## [Data in this exercise]
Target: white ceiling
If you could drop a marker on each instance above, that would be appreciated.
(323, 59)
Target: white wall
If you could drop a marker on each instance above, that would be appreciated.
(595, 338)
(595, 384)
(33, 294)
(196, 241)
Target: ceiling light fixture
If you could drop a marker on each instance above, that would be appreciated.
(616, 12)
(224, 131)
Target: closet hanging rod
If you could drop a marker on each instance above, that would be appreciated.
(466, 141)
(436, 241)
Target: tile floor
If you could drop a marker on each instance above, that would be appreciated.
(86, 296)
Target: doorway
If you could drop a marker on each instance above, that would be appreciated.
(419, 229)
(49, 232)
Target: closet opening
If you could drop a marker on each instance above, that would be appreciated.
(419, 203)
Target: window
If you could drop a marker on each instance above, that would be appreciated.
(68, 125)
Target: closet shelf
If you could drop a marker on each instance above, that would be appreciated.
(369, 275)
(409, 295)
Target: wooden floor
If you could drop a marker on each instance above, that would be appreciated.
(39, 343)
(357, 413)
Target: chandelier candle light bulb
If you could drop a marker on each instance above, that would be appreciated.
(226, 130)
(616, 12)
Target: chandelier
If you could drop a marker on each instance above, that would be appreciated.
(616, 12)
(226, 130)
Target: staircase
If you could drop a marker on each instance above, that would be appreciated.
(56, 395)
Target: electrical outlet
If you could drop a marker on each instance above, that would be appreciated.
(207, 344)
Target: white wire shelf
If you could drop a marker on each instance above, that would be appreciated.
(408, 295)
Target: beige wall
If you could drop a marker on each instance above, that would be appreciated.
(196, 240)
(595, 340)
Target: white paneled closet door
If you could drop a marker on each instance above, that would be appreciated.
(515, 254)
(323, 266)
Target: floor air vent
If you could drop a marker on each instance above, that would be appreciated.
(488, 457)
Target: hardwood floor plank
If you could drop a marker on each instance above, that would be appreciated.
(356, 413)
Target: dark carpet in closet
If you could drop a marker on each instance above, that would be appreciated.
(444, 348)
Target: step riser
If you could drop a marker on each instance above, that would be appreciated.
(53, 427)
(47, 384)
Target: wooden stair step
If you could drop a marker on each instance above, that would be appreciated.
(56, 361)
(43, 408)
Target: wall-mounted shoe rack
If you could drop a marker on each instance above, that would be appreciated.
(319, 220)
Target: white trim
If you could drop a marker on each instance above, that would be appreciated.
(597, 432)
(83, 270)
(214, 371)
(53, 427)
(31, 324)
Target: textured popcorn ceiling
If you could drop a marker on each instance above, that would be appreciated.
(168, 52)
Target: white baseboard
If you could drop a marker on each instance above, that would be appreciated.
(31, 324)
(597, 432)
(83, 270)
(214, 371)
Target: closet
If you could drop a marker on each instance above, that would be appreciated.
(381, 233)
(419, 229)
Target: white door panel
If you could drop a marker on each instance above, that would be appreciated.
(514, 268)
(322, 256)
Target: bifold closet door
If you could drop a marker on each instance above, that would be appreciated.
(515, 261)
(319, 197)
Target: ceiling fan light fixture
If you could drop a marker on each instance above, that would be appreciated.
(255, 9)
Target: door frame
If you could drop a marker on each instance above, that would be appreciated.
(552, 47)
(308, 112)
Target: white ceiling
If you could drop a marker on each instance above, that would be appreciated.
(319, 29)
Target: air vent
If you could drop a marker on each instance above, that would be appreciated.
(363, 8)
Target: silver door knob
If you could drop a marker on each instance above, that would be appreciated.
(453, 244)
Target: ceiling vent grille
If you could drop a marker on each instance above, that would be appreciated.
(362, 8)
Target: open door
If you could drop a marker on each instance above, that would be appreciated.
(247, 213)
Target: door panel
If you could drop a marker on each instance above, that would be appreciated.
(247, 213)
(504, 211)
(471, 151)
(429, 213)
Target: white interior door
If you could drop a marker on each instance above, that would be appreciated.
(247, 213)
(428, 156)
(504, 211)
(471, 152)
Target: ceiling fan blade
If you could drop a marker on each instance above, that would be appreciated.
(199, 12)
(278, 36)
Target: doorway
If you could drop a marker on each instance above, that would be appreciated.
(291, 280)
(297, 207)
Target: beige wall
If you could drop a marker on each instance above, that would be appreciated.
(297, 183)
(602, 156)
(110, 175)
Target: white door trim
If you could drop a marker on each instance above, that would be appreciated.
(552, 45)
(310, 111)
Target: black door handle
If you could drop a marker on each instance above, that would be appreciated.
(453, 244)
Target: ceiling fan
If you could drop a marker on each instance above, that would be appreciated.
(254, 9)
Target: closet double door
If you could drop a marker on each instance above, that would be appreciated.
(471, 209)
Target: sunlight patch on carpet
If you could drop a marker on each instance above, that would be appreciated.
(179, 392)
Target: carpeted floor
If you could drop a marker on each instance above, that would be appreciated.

## [Work to complete]
Reply with the complete data above, every character as it stands.

## [The answer]
Target: white ceiling
If you could drop a marker on each instance above, that would be appreciated.
(323, 59)
Target: white wall
If you could drop a marker on each instance above, that would be appreciated.
(595, 338)
(595, 384)
(33, 294)
(196, 241)
Target: ceiling light fixture
If you could drop a marker on each instance above, that would be appreciated.
(616, 12)
(224, 131)
Target: closet hanging rod
If you could drop a marker on each instance above, that would be appreciated.
(466, 141)
(436, 241)
Target: tile floor
If you could drop a marker on each instance above, that would be appreciated.
(86, 296)
Target: doorway
If you could drop a marker on each instance above, that would be appreciated.
(419, 229)
(49, 232)
Target: closet opening
If you could drop a marker on each instance above, that would be appreciated.
(419, 203)
Target: window
If you could drop a marker on each instance above, that would be appreciated.
(68, 125)
Target: closet shelf
If you could drop a marker on each instance above, that would be appreciated.
(369, 275)
(409, 295)
Target: wooden floor
If you could drop a marker on each instance above, that would be appreciated.
(39, 343)
(357, 413)
Target: chandelier candle light bulb
If you could drop a marker on each instance above, that would be appreciated.
(226, 130)
(616, 12)
Target: chandelier
If you could drop a marker on each instance above, that would be appreciated.
(616, 12)
(226, 130)
Target: staircase
If you could drop a marker on each instance above, that would be appreciated.
(56, 395)
Target: electrical outlet
If you could drop a marker on each instance above, that would be appreciated.
(207, 344)
Target: white wire shelf
If you could drop a marker on each instance above, that would be appreciated.
(408, 295)
Target: beige wall
If you could drop a marker on each instance above, that would be appreciated.
(196, 240)
(595, 340)
Target: white paneled closet door
If you could drop a marker on each instance above, that would be appreciated.
(515, 254)
(323, 266)
Target: floor air vent
If you could drop a marker on each instance above, that would be appreciated.
(488, 457)
Target: hardwood floor plank
If you could drop a marker on each instance above, that would be appreciated.
(356, 413)
Target: dark carpet in closet
If you could drop a marker on each instance above, that would be appreciated.
(444, 348)
Target: step riser
If you could drop a marker on each instance above, that would be appreciated.
(53, 427)
(47, 384)
Target: wooden stair step
If you could drop a marker on each instance above, that would be appreciated.
(56, 361)
(43, 408)
Target: wall-mounted shoe rack
If you could drop a marker on each instance above, that would be appreciated.
(319, 220)
Target: white trim
If you could drop a marker on each instance above, that would be appreciated.
(597, 432)
(83, 270)
(214, 371)
(53, 427)
(31, 324)
Target: textured popcorn ceiling
If you could drop a marker on each instance above, that would be appreciated.
(168, 52)
Target: white baseboard
If you could drop a marker on each instance above, that would be appreciated.
(31, 324)
(597, 432)
(83, 270)
(214, 371)
Target: closet
If you could drop a marker on each instance above, that would be appreciated.
(381, 233)
(419, 229)
Target: white door panel
If you could drop a marker on each instance above, that would be appreciated.
(514, 268)
(322, 256)
Target: bifold closet door
If you could drop a marker on each instance above, that would be appreciated.
(515, 261)
(319, 197)
Target: ceiling fan light fixture
If you could drop a marker on each instance above, that would be appreciated.
(255, 9)
Target: door frame
If you could drop a marker on each instance above, that would be appreciated.
(552, 47)
(308, 112)
Target: white ceiling
If you could drop a marker on each instance above, that would be appreciated.
(319, 29)
Target: air vent
If you could drop a marker on each instance above, that would be appreciated.
(363, 8)
Target: silver door knob
If you could drop a marker on each instance above, that would be appreciated.
(453, 244)
Target: ceiling vent grille
If you could drop a marker on each instance above, that would be appreciated.
(362, 8)
Target: open door
If you could drop a marker on each instance above, that would be appreciated.
(247, 213)
Target: door panel
If you could drop a marker on each instance above, that would be appreciated.
(247, 213)
(504, 211)
(471, 151)
(429, 213)
Target: white interior door
If you could drop a marker on each instance above, that would be appreciated.
(247, 213)
(428, 156)
(504, 211)
(471, 152)
Target: ceiling fan blade
If you could drop a marker on each instance above, that would be appreciated.
(199, 12)
(278, 36)
Target: doorway
If you could drop a marker on each instance above, that would be appreciated.
(291, 280)
(297, 207)
Target: beige wall
If you could drop a marker on each instance above, that would be appreciated.
(297, 183)
(602, 156)
(110, 175)
Target: white door trim
If you could drop a marker on each instance above, that would be appreciated.
(552, 45)
(310, 111)
Target: black door handle
If you could drop a marker on each instance above, that would be appreciated.
(453, 244)
Target: ceiling fan
If you could drop a marker on each instance above, that would be appreciated.
(254, 9)
Target: closet double door
If you could drop a marker on each instance above, that would be appreciated.
(471, 209)
Target: sunlight patch on carpet
If you could drop a marker on each instance above, that would be appreciated.
(179, 392)
Target: carpeted floor
If you could drop a marker on each instance above, that would be appreciated.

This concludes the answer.